PAGE TEXT:
● ● ● ● ● ● ●
Basis of Presentation



The accompanying unaudited condensed consolidated financial statements as of September 30, 2019 and September 30, 2018 have been prepared in accordance with generally accepted accounting principles in the United States of America (“U.S. GAAP”) for interim financial information and with the instructions to Form 10-Q and Item 210 of Regulation S-X. Accordingly, they do not include all of the information and footnotes required by U.S. GAAP for complete financial statements.  The condensed consolidated balance sheet as of December 31, 2018 is derived from the audited financial statements, but does not include all disclosures required by U.S. GAAP.  The Company believes that the disclosures made are adequate to make the information not misleading. In the opinion of management, all adjustments (consisting of only normal recurring accruals) considered necessary for a fair presentation for the periods presented have been included as required by Regulation S-X, Rule 10-01.  Operating results for the nine months ended September 30, 2019 are not necessarily indicative of the results that may be expected for the year ended December 31, 2019. It is suggested that these condensed consolidated financial statements be read in conjunction with the Company’s consolidated financial statements and footnotes thereto included in the Company’s Annual Report on Form 10-K for the year ended December 31, 2018.
● ● ● ● ● ● ●
PROVIDED INFORMATION:

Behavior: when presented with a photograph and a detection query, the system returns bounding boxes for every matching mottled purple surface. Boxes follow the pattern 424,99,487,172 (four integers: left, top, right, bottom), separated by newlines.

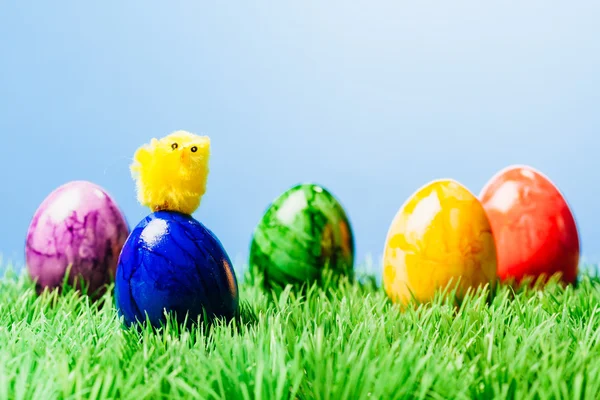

25,181,129,293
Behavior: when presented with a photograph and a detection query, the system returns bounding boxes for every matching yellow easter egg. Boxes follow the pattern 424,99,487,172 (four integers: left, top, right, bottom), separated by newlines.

383,179,497,305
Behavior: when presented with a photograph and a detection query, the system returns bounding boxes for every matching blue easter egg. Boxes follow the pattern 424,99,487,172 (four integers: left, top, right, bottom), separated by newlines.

115,211,239,327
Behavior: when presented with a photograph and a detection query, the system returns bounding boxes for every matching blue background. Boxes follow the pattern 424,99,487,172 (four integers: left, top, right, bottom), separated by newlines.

0,0,600,276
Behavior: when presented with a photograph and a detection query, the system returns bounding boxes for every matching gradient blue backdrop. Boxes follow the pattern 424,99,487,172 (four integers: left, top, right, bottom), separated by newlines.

0,0,600,276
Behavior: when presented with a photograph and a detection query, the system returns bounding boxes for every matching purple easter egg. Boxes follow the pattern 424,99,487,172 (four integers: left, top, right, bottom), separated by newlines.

25,181,129,294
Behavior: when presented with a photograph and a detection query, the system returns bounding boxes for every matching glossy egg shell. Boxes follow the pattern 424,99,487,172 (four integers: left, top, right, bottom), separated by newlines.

115,211,239,327
25,181,129,295
480,166,580,283
250,184,354,287
383,180,496,304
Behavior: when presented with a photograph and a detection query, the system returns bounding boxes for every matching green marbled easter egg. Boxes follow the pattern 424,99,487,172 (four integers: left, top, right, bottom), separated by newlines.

250,184,354,288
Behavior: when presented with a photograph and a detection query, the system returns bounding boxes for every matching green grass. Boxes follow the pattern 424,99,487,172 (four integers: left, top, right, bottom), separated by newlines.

0,264,600,400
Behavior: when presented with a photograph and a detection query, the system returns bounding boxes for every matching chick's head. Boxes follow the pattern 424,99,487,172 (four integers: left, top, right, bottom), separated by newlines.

131,131,210,214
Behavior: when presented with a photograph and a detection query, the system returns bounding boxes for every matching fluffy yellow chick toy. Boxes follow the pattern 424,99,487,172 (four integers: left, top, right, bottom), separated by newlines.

130,131,210,214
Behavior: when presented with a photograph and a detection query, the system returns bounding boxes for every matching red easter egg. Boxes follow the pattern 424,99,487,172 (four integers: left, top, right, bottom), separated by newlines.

479,165,580,283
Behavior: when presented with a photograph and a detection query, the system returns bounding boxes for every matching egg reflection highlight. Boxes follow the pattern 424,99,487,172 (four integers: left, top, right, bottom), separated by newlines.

383,179,496,304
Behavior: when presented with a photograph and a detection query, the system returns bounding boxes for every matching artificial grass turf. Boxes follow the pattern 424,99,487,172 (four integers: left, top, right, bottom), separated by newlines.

0,271,600,400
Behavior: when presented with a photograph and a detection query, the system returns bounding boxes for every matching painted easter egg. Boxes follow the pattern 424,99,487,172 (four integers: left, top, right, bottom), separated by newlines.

25,181,129,296
115,211,239,327
480,166,580,283
383,179,496,305
250,184,354,288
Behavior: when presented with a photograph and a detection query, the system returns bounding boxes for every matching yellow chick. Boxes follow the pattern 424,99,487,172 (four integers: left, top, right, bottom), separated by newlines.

130,131,210,214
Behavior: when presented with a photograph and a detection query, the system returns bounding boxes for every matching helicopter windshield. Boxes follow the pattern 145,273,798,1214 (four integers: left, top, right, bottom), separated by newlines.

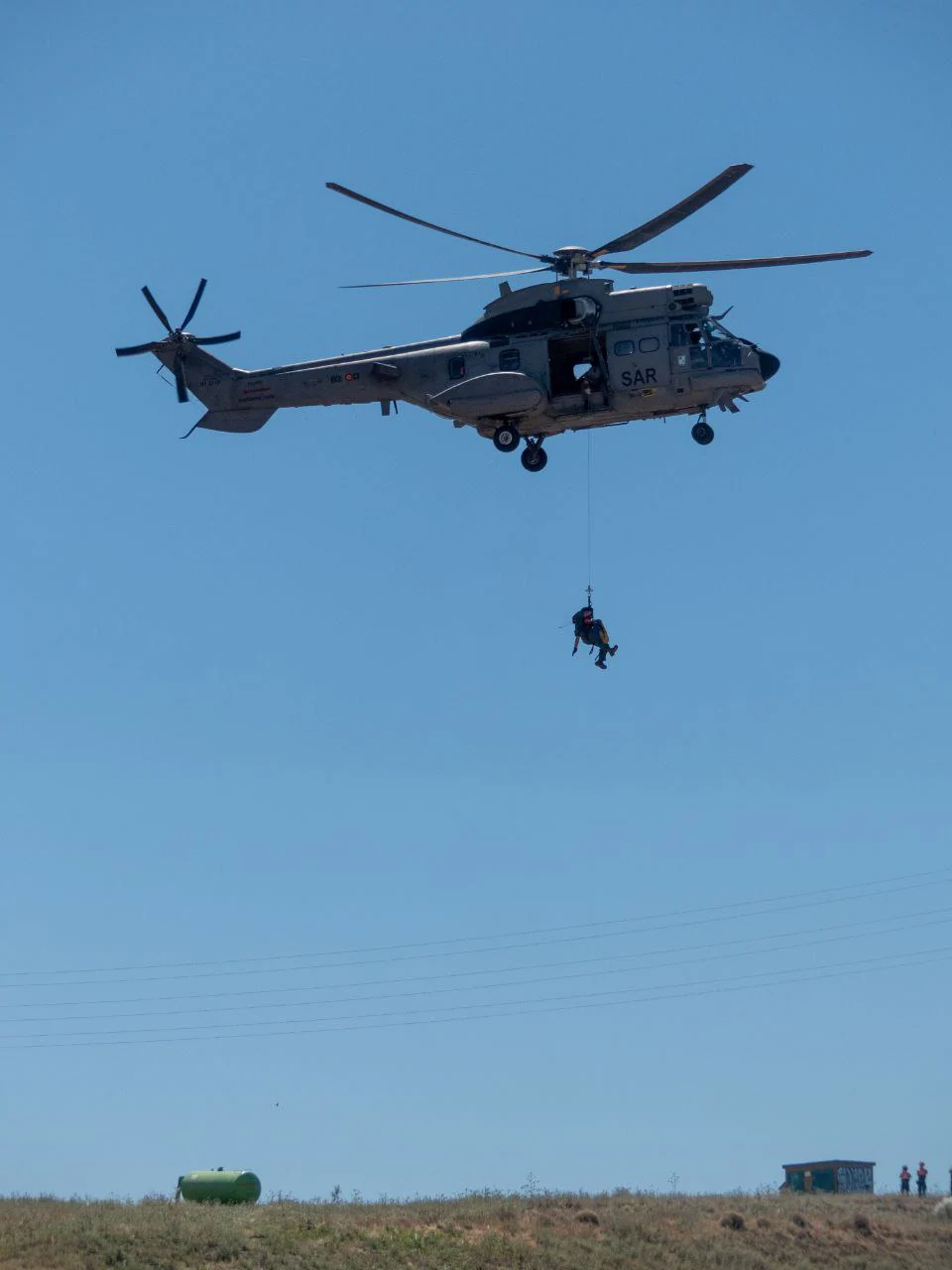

671,318,745,369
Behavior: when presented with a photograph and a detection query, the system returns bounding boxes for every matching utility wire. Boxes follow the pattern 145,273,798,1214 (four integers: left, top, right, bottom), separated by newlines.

0,869,952,992
0,915,952,1040
0,908,952,1026
0,949,952,1049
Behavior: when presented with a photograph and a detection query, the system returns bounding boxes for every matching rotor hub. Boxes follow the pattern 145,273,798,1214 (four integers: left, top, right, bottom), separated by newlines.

552,246,591,278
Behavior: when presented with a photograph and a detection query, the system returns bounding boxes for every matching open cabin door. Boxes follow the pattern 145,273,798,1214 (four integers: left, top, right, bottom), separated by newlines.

608,322,670,396
548,331,608,409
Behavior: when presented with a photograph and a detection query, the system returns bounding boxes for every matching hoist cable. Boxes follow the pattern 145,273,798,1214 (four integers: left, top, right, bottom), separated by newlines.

586,430,593,604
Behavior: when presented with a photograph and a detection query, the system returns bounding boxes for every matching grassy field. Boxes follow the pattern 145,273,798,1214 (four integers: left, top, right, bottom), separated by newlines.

0,1192,952,1270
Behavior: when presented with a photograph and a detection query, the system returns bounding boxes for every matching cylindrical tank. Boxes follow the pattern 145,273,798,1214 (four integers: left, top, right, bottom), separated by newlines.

178,1169,262,1204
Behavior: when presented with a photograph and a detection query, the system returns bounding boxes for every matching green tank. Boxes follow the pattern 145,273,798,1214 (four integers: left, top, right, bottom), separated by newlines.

177,1169,262,1204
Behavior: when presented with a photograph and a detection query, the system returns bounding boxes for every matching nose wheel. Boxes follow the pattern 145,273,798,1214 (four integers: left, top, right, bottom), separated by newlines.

520,441,548,472
690,410,713,445
493,423,522,454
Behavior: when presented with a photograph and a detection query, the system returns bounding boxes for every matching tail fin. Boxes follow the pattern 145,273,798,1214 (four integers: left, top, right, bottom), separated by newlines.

182,407,276,440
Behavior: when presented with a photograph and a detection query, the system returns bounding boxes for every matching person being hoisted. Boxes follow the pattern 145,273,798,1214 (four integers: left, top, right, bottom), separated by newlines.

572,597,618,671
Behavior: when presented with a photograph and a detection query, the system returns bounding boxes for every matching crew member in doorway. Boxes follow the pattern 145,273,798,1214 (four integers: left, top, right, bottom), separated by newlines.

572,604,618,671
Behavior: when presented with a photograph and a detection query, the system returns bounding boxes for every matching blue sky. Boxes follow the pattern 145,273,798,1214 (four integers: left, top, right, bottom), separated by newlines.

0,0,952,1198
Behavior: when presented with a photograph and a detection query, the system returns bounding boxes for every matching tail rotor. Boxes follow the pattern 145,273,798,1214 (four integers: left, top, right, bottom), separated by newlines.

115,278,241,403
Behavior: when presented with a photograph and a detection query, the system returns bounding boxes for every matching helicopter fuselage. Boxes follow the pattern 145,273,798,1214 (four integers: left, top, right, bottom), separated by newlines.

154,278,779,459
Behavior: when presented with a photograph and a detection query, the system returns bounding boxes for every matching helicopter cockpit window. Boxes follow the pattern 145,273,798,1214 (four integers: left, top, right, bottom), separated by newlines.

671,321,704,348
704,321,740,368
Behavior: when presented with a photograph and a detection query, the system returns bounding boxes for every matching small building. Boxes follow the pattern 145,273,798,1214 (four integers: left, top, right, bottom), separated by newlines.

780,1160,876,1195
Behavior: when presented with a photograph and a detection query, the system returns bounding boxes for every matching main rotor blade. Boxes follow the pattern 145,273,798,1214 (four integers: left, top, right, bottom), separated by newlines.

595,251,872,273
142,287,172,335
191,330,241,344
337,264,549,291
172,353,187,401
115,339,156,357
588,163,754,260
180,278,208,330
325,181,548,262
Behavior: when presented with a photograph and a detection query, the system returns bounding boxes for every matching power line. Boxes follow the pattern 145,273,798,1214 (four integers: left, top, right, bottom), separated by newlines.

0,917,952,1040
4,908,952,1026
0,949,952,1049
0,869,952,992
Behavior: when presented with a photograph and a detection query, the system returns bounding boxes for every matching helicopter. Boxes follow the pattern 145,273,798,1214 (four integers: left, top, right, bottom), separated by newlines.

115,164,872,472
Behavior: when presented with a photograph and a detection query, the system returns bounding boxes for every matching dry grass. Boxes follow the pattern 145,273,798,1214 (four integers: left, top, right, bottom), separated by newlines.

0,1192,952,1270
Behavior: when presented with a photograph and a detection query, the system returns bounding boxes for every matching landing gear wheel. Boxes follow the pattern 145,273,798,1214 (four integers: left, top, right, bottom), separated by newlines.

493,423,521,454
520,442,548,472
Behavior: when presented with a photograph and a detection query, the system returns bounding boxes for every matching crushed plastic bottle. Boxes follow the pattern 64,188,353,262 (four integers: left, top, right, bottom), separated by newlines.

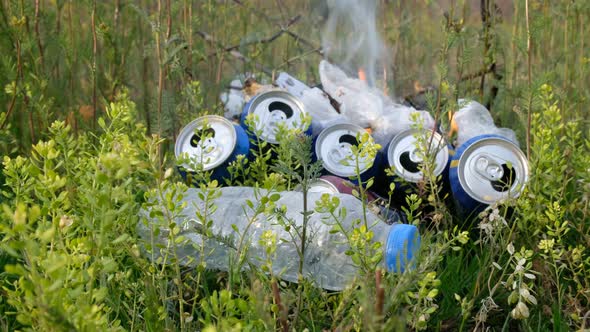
● ● ● ● ● ● ●
EXERCISE DESCRIPTION:
According to the basis of presentation passage, what is the condensed consolidated balance sheet as of December 31, 2018 derived from? These lines have no connection to the basis of presentation passage.

SOLVED EXERCISE:
The audited financial statements.